▶ **What is being asked**
All entries are to be transcribed verbatim, but images are not carried over.
=== Section Start ===
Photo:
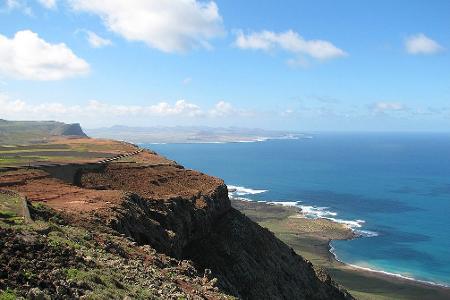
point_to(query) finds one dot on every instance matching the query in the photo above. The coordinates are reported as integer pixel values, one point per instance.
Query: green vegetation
(310, 239)
(7, 295)
(10, 209)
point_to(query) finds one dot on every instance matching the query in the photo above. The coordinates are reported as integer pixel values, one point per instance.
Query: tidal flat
(311, 239)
=== Section End ===
▶ **Solution for this problem**
Photo:
point_to(query) finds one dot on every instance matching the query in the photo above. The coordinates are reported as integer pixel values, one point per instance.
Query: green vegetation
(310, 239)
(7, 295)
(10, 209)
point_to(query) finds one dot on every instance matching the query in the photo above. The coordinates are reported as integer pixel values, one point per instance.
Query: tidal flat
(311, 239)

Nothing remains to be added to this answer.